**DIRECTIONS FOR THIS TASK:** Omitting all images, transcribe the listing word for word.

TASK INPUT: Begin

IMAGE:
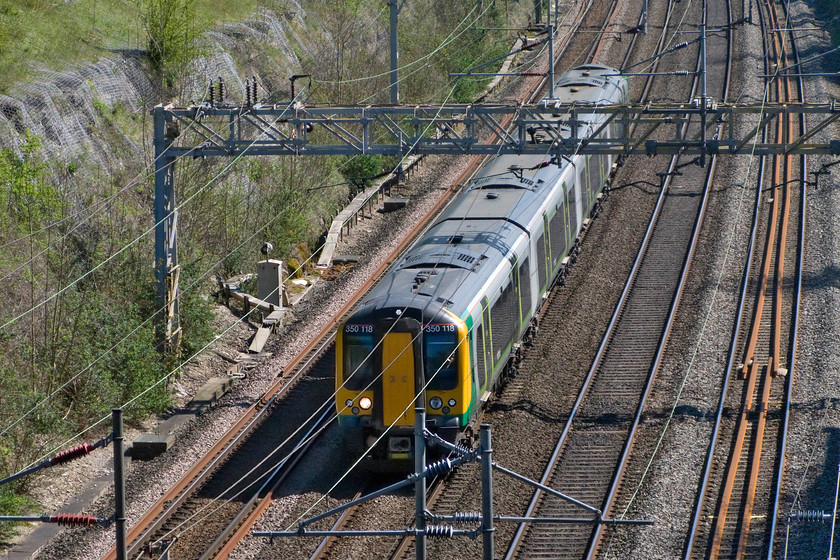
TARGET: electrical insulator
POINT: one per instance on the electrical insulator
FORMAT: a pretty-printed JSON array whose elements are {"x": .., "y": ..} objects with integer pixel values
[
  {"x": 73, "y": 519},
  {"x": 440, "y": 532},
  {"x": 466, "y": 518},
  {"x": 72, "y": 453},
  {"x": 439, "y": 468},
  {"x": 810, "y": 515}
]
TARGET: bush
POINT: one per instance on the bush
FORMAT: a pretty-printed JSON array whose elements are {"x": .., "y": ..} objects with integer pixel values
[{"x": 172, "y": 32}]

TASK INPUT: End

**WRITTEN ANSWER:**
IMAGE:
TARGET: electrical insulator
POINT: one per instance on the electrical insulator
FORMAT: a pretty-printed JSON array whose elements are {"x": .., "y": ..} objects with integer pixel values
[
  {"x": 73, "y": 519},
  {"x": 440, "y": 532},
  {"x": 466, "y": 518},
  {"x": 72, "y": 453},
  {"x": 439, "y": 468},
  {"x": 810, "y": 515}
]
TARGET: bush
POINT: one per instance on the bush
FORMAT: a pretty-printed JSON array whose elements are {"x": .., "y": ..} objects with integer pixel values
[{"x": 172, "y": 32}]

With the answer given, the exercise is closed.